TASK DESCRIPTION | Starting at the line containing "the black locomotive" and ending at the last line of the records, write out every line again, requests included. Multiply each point coordinate in the answers by 1.2 and round to the nearest whole number, with halves rounding up.

PROVIDED RECORDS |
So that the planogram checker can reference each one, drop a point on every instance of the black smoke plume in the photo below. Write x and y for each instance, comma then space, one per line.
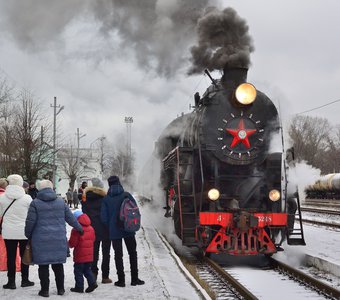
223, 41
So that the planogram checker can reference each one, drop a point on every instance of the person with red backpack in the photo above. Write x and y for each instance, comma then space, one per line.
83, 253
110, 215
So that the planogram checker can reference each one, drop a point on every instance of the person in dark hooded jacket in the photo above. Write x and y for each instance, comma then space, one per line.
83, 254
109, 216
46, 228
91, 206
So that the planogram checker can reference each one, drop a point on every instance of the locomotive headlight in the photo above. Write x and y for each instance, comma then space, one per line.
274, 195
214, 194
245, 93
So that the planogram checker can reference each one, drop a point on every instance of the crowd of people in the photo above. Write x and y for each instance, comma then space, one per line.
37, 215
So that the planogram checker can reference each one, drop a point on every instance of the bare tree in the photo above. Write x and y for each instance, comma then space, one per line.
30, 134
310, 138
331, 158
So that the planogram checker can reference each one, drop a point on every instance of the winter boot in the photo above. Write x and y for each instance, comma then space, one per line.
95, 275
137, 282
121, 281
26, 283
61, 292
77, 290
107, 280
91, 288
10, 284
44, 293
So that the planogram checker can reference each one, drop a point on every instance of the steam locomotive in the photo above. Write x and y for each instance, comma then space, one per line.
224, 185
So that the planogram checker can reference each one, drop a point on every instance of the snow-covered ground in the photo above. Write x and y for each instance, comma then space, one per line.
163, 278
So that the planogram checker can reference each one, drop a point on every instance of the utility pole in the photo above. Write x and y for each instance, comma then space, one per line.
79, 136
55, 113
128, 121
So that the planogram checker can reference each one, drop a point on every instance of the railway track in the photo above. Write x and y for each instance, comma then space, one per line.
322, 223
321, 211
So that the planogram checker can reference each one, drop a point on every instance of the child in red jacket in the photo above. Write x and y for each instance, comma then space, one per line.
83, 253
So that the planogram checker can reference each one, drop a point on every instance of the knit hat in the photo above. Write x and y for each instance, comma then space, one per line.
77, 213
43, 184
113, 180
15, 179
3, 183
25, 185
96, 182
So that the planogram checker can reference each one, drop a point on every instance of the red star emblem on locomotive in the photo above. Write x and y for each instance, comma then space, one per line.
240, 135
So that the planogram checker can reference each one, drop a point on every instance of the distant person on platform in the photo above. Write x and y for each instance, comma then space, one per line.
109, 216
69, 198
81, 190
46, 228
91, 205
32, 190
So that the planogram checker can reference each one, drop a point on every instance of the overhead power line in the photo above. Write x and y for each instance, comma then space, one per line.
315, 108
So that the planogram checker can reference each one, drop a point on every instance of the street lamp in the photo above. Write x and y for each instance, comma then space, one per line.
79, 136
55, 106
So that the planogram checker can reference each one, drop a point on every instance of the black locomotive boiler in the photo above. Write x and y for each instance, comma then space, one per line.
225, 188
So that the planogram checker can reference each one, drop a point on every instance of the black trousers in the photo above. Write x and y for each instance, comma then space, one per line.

TASK OUTPUT |
So that the planogram checker can reference each one, drop a point on every instance of the black locomotive boiler in the photo above. Write x and y for each instance, comma then space, one per line.
270, 226
So that the planogram checker can reference each one, drop a point on every instance of the black trousers in the photo above. Write x and y for each instance, comma then space, one per line.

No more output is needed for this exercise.